[Region pointing data]

::::

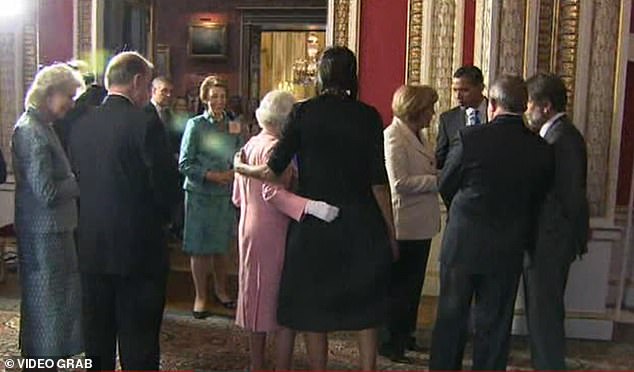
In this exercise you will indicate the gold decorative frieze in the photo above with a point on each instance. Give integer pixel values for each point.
(342, 17)
(565, 60)
(29, 54)
(600, 104)
(414, 41)
(511, 49)
(83, 29)
(8, 94)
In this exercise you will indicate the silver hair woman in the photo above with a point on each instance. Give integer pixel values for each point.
(45, 218)
(265, 212)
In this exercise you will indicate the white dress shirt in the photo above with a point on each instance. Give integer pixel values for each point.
(547, 125)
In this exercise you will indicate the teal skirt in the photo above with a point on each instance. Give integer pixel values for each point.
(209, 224)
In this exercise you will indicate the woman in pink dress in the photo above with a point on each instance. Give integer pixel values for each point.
(265, 212)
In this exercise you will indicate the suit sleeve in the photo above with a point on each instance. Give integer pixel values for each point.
(3, 169)
(188, 165)
(33, 155)
(163, 170)
(396, 163)
(451, 174)
(288, 145)
(378, 173)
(570, 185)
(442, 143)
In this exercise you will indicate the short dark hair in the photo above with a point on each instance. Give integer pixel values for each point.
(471, 73)
(338, 71)
(509, 92)
(547, 87)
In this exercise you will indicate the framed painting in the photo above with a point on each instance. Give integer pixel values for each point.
(162, 60)
(207, 40)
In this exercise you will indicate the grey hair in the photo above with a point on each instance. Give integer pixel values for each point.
(510, 93)
(274, 109)
(124, 66)
(57, 77)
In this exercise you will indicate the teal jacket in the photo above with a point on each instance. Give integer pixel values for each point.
(207, 145)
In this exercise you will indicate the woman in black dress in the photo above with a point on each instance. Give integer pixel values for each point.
(335, 275)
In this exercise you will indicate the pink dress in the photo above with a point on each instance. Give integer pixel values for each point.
(265, 212)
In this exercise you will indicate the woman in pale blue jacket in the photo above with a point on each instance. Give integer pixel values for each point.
(46, 195)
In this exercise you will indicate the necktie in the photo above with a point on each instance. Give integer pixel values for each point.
(473, 116)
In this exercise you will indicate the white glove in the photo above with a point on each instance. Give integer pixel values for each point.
(321, 210)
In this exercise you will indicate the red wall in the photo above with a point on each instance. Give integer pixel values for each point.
(627, 133)
(382, 52)
(55, 30)
(173, 19)
(468, 39)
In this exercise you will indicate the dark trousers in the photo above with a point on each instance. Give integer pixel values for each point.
(127, 310)
(408, 276)
(494, 299)
(544, 288)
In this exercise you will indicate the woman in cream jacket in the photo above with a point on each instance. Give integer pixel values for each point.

::::

* How to complete this task *
Please repeat every record exactly as it stands, leaving out any pictures.

* Exercise result *
In this exercise you will indicate the gold decorative frieze in the photo above with a point on each instance. Give integer pixel values for each point.
(342, 17)
(565, 60)
(29, 54)
(600, 104)
(414, 41)
(511, 49)
(83, 29)
(8, 94)
In this exercise you will indicate the silver hair woman in the photo above with a point on each instance. Give integer pixel values for each point.
(45, 218)
(265, 212)
In this exercise you will indicate the white dress shirt in the photo above with a point on each instance. Give integer pixel values for each point.
(547, 125)
In this exercise you will indicate the teal skirt in the photo above with a point on each instance. Give integer pixel values for each point.
(209, 224)
In this exercise you will indicate the woman in pink dress in the photo above with a point on each instance. Give integer pixel values for each point.
(265, 212)
In this exercise you will indicate the suit sleeve in the photo above with a point on each instance. Give integer pixel values for each point.
(3, 169)
(188, 165)
(33, 155)
(163, 170)
(396, 163)
(451, 174)
(288, 145)
(378, 173)
(570, 185)
(442, 143)
In this exercise you will indicate the short dark hair in the photo above with a point on each instance. Give integer pixel values for each point.
(471, 73)
(338, 71)
(509, 92)
(547, 87)
In this exercise you will indicate the framed painting in the photo above with a point on each instance. Give integer pixel values for each point.
(162, 60)
(207, 40)
In this exercise you will indicate the grey hair in the photo above with a point on each instance. Give integer pixel values for each point.
(510, 93)
(274, 109)
(124, 66)
(57, 77)
In this exercise you will indicate the teal jacket in the photo above with a point on each instance. Give integer pixel values for each point.
(207, 145)
In this exercise you will indicate the woman in black dress in the photo above with a point on each instance. Give integer pixel values for each point.
(335, 275)
In this exercise you will indicate the pink dress in the photo above with a point on each instance. Give integer pixel values for each point.
(265, 212)
In this exercise you will indicate the woman in pale blue jacket in the photo above with a point on each instance. Give integer pixel values for each point.
(46, 195)
In this exercise you will indicate the necktie in the photo above with a point on each instance. Give integer pixel values for each point.
(473, 116)
In this exercise you will indicate the white glove in the photo above with a point on each instance. Give integer pixel values for each point.
(321, 210)
In this exercise you will indicate the red wall in the photo above with a point on each instance. Give integer pixel values for each point.
(627, 133)
(382, 52)
(55, 30)
(173, 19)
(468, 39)
In this exercise you will indicate the dark trousers in the photo above with a point on each instance. Give integer pixel values for each point.
(127, 310)
(408, 276)
(494, 299)
(544, 288)
In this exercise you will indicate the woman in cream jacket in the photo above with a point on each instance. Give integer pixel values for each point.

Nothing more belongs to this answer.